<<<<

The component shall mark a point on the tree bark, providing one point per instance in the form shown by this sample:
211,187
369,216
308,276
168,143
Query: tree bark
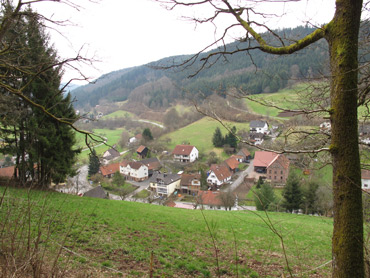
347,243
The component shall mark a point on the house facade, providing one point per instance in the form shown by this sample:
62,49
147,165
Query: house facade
134,171
219,174
164,184
190,184
258,127
185,153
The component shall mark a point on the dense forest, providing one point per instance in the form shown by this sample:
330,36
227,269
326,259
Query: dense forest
158,88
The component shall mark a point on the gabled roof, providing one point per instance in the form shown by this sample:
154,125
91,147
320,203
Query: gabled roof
7,171
97,192
141,149
152,163
263,159
183,150
136,165
166,178
257,123
282,160
109,169
244,152
365,174
210,198
221,171
186,179
232,162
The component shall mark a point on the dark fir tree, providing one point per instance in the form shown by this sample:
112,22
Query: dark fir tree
217,139
292,193
94,163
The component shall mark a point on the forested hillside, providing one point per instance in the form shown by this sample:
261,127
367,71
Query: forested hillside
160,88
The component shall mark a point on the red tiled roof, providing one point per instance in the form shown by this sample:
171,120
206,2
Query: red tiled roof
109,169
211,198
140,149
365,174
135,165
183,150
7,171
232,162
221,171
263,159
245,152
186,179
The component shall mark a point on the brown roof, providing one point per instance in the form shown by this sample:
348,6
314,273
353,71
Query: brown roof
245,152
109,169
282,160
209,198
152,163
221,171
232,162
183,150
140,149
135,165
263,159
186,179
365,174
7,171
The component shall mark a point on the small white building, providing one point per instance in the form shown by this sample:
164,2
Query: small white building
219,174
134,170
259,127
164,184
185,153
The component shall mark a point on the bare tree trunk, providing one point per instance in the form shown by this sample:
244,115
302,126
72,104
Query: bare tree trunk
347,245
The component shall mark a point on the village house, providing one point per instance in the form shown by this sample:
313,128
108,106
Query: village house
219,174
185,153
215,200
164,184
258,126
109,155
245,154
232,163
275,166
134,170
190,184
153,164
142,151
108,171
365,179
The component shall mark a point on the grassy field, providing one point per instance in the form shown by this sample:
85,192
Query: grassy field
117,238
200,133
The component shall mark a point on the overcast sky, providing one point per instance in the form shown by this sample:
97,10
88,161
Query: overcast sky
126,33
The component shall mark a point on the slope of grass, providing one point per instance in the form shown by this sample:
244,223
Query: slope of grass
123,235
200,133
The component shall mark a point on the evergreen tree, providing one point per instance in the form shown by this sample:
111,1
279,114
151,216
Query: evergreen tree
217,139
292,193
94,163
147,134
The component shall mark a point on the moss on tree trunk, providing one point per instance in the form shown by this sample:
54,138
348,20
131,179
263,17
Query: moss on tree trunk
347,245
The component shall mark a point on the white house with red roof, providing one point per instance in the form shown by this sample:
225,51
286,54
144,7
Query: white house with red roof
134,170
185,153
275,166
219,174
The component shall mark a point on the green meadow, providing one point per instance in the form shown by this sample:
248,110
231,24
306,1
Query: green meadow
128,239
200,133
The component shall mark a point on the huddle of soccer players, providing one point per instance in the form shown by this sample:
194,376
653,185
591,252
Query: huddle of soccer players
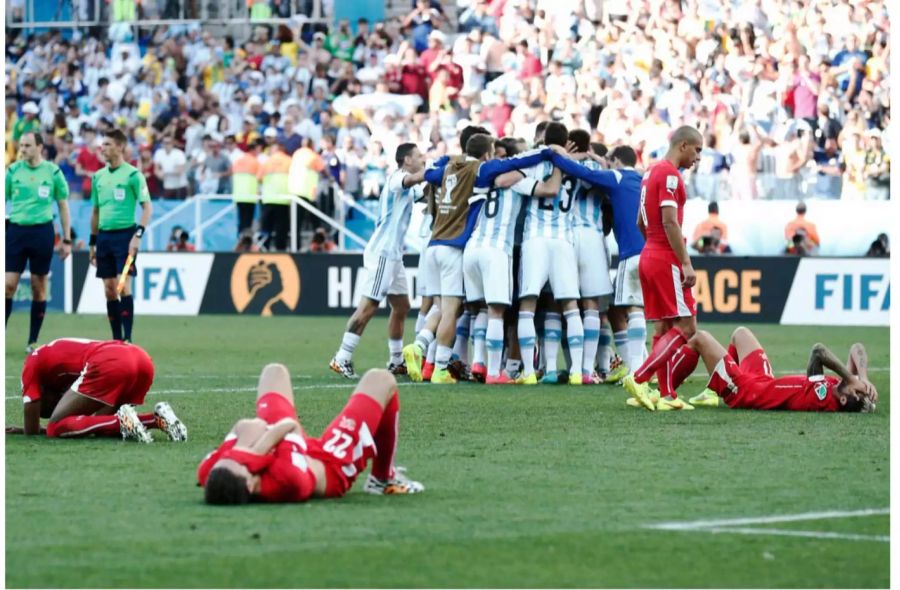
511,236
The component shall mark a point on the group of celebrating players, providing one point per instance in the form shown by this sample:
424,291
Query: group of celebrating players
513,233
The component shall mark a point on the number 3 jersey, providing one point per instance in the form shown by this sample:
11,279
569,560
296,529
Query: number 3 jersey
548,217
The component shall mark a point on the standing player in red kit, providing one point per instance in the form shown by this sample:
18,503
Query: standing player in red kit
90,388
743,376
270,459
667,275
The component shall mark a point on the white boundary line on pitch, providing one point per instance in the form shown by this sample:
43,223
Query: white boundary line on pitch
733,525
243,389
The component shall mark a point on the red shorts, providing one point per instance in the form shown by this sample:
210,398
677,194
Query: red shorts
347,444
740,385
274,407
115,374
664,295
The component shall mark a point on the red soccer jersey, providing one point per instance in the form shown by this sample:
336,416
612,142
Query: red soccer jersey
800,393
54,367
662,186
287,479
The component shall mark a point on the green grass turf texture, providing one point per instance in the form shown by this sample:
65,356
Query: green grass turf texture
526,487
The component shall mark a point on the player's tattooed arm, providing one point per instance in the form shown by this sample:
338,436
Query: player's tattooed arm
821,358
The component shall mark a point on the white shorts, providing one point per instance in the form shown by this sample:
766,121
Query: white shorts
550,259
443,271
488,275
593,263
383,277
628,284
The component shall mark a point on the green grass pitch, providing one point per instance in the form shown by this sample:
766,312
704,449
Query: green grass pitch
526,487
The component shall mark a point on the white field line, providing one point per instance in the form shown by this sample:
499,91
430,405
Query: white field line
242,389
791,533
733,525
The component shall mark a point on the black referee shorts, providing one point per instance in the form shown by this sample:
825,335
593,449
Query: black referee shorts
112,250
31,245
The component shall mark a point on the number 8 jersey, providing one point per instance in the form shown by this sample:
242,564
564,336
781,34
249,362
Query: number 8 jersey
548,217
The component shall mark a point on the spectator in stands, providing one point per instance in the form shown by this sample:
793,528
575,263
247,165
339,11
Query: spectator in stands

>>>>

Reproduce all of the entries above word for word, leaving the pictures out.

WRITTEN ANSWER
The component shall mark a point on the tree bark, providing one point per instance in the form shown by this sample:
211,187
369,216
308,276
168,143
Query: tree bark
347,243
The component shall mark a point on the house facade, providing one point per instance in the form shown by this sample:
62,49
147,165
Query: house facade
134,171
219,174
164,184
190,184
258,127
185,153
The component shall mark a point on the dense forest, providing one point per instance in the form shown by this sample:
330,36
227,269
326,259
Query: dense forest
158,88
The component shall mark a point on the gabled roof, providing one point per instance in the form shown by this sample:
154,125
91,147
320,203
Query: gabled roof
7,171
97,192
141,149
152,163
263,159
183,150
136,165
166,178
257,123
282,160
109,169
244,152
365,174
210,198
221,171
186,179
232,162
The component shall mark a point on the dark fir tree, providing one point per instance in the form shown by this sample:
112,22
Query: dark fir tree
217,139
292,193
94,163
The component shall mark a point on the forested hillside, providing one point per instance in the form shown by this sample:
261,127
367,71
Query: forested hillside
160,88
The component shall mark a point on the red tiled roof, providing one point per instance in the form shown by this sample:
171,120
206,2
Query: red tiled roof
109,169
211,198
140,149
365,174
135,165
183,150
7,171
232,162
221,171
263,159
245,152
186,179
The component shall mark a point on the brown roof, providing one point per instance in the form shown by this sample:
348,6
314,273
353,71
Query: brown roof
245,152
109,169
282,160
209,198
152,163
221,171
232,162
183,150
140,149
135,165
263,159
186,179
365,174
7,171
The component shall mark a point on the small white building, providing one point per instance in the form shown by this sample:
164,2
Query: small white building
219,174
134,170
259,127
164,184
185,153
The component shall mark a point on the bare tree trunk, providing one point per instance in the form shown by this sample:
244,115
302,126
72,104
Query: bare tree trunk
347,245
The component shall mark a point on the village house, providing one point per instance in the form shown by this sample:
313,128
108,106
Query: village house
219,174
185,153
215,200
164,184
258,126
109,155
245,154
232,163
275,166
134,170
190,184
153,164
142,151
108,171
365,179
The component shall mark a point on the grassy field, providing one point per instance in the form shown by this sample:
85,192
Query: grassy field
117,238
200,133
The component shall mark a point on the overcast sky, providing one point per instance in the form shown by this sample:
97,10
88,161
Query: overcast sky
126,33
The component shall mark a point on the slope of grass, providing one point per instance in the form shown by this sample:
244,223
Query: slope of grass
123,235
200,133
The component shall mark a point on the evergreen tree, providing one point per instance in the form shown by this sample:
111,1
279,114
151,216
Query: evergreen tree
217,139
292,193
94,163
147,134
The component shall mark a point on the moss on tree trunk, providing one point per instance in the form shown by this sample:
54,138
348,20
131,179
263,17
Query: moss on tree trunk
347,245
The component shall mark a point on the white house with red roof, providing one point per instance in the form shown by this sample:
225,51
286,54
144,7
Query: white house with red roof
134,170
185,153
275,166
219,174
The component shall mark a point on the green meadow, providing one point per instance in the form shown by this sample:
248,110
231,24
306,1
Query: green meadow
128,239
200,133
The component shall mark a point on the huddle of soccer players, providing one point per instance in the form shown by this sample:
194,376
653,185
591,252
Query: huddle of soccer players
511,236
The component shall mark a point on the group of celebrating players, providing one point per instance in the form shown by this sample:
424,291
Query: group of celebrating players
513,233
The component shall mark a point on the number 3 jersey, providing one point per instance in the form shown by this sample:
11,279
569,560
296,529
Query: number 3 jersey
548,217
The component shall mark a point on the standing player in red kit, providing one point per instance in the form shown by this sample:
18,503
Query: standing player in red kit
90,388
743,376
270,459
667,275
The component shall mark a point on the white boundary line on pitch, providing one point per instance in the form shown by this sample:
43,223
Query: white boundary line on pitch
733,525
243,389
The component shall mark a point on the red shorts, providing one point per instance in the form shown by this sample:
210,398
677,194
Query: red shorts
347,444
740,385
274,407
115,374
664,295
The component shall mark a point on the red soccer jersey, providing one point per instance in the form shown by this sample:
336,416
612,142
Query: red soccer jersey
800,393
54,367
662,186
287,479
The component shall mark a point on the green grass turf texture, providing one point per instance in the form shown by this sample:
65,356
Query: green grass turf texture
526,487
The component shall mark a point on the player's tattooed arm, providing one point per instance in the form shown by this sample:
338,436
Query: player's tattooed arm
821,358
The component shall mark a point on the white shorts, providing one point per instance in the form shown by this sample:
766,121
Query: white shorts
550,259
443,271
488,275
593,263
383,277
628,284
The component shall mark a point on the green grass pitch, providing one point per instance in the form shown by this sample:
766,312
704,449
Query: green grass pitch
526,487
The component shall mark a point on the white field line, providing one point per instance in the form shown by this sample:
499,91
430,405
Query: white field line
242,389
791,533
733,525
The component shall mark a point on the black referee shorts, providing one point per instance in the form shown by this sample:
825,335
593,449
Query: black referee shorts
112,250
31,245
The component shall mark a point on the number 8 jersey, providing one point per instance in the form shown by this sample:
242,564
564,336
781,34
249,362
Query: number 8 jersey
548,217
The component shall mark a point on the spectator in stands, providing one point per instance in the form shown by this sample:
793,528
575,263
247,165
339,11
Query: spectator in stands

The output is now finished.